### AUFGABE 1
Ändern Sie im Redeausschnitt den Abschnitt zwischen „Wir werden gleich“ und „die SPD stolz.“, beide eingeschlossen, und geben Sie ihn wieder. Ersetzen Sie dabei „Koalitionsvertrag“ durch „Regierungsprogramm“.
### AUFGABE 2
Wofür hat sich der Senat laut dem Redeausschnitt in der Innenministerkonferenz ausgesprochen?

### AUSGEWÄHLTER TEXT
----

Sie haben es während Ihrer Regierungszeit nicht geschafft, die Residenzpflicht zu lockern und bestimmte Ausnahmen zu schaffen. Wer hat es geschafft? Es war dieser Senat. Wir brauchen keine Nachhilfe.
Auf das Thema der Syrer ist der Senat doch schon eingegangen, nämlich dass er in der Innenministerkonferenz für eine Vervierfachung plädiert hat.
Herausgekommen ist immerhin eine Verdoppelung. Auch das ist ein Erfolg dieses Senats, auf Bundesebene für Rechtsstaatlichkeit und Humanität einzutreten.
Wir werden gleich noch zum Koalitionsvertrag kommen, denn gerade im Bereich der Ausländerund Integrationspolitik trägt er eine Hamburger Handschrift. Wer ist es gewesen, der dafür gesorgt hat, dass es ein Bleiberecht für langjährig Geduldete gibt, für gut integrierte Jugendliche? Das haben wir mit durchgesetzt und darauf ist die SPD stolz.
(Jens Kerstan GRÜNE: Nach 22 Jahren wollten Sie die abschieben! – Gegenruf von Dr. Martin Schäfer SPD: Sie haben gar nichts gemacht!)
Das Entscheidende ist doch, lieber Jens Kerstan, dass man in einem Rechtsstaat dafür sorgen muss, dass Gesetze geändert werden. Gesetze macht in diesem Fall der Deutsche Bundestag. Deshalb nützt es nichts, immer schöne Forderungen vom Balkon zu erheben, sondern man muss Gesetze in das Gesetzblatt schreiben. Genau dafür kämpfen wir, nämlich jetzt ein Bleiberecht im Rahmen der Möglichkeiten ins Gesetzblatt zu schreiben.

----

### GEGEBENE ANGABEN
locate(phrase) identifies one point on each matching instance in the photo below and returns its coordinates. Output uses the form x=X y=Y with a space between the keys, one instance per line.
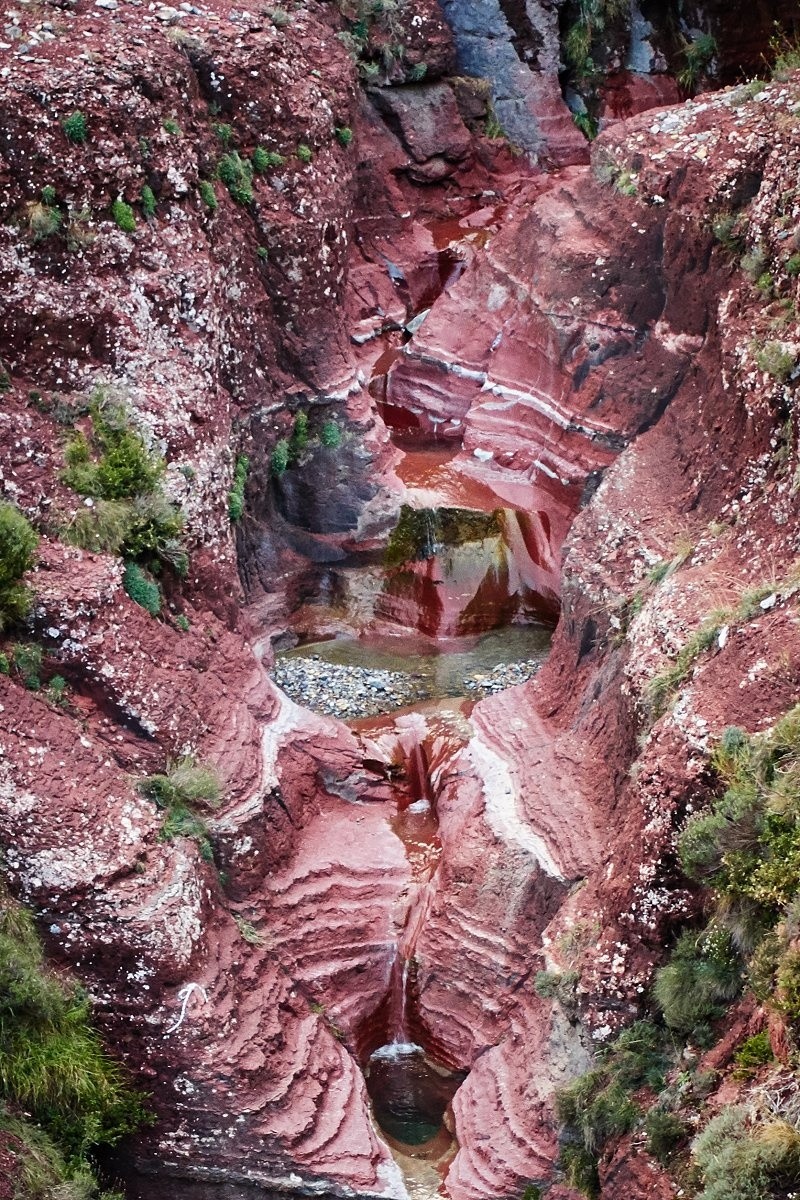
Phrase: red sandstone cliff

----

### LÖSUNG 1
Wir werden gleich noch zum Regierungsprogramm kommen, denn gerade im Bereich der Ausländerund Integrationspolitik trägt er eine Hamburger Handschrift. Wer ist es gewesen, der dafür gesorgt hat, dass es ein Bleiberecht für langjährig Geduldete gibt, für gut integrierte Jugendliche? Das haben wir mit durchgesetzt und darauf ist die SPD stolz.

### LÖSUNG 2
Für eine Vervierfachung.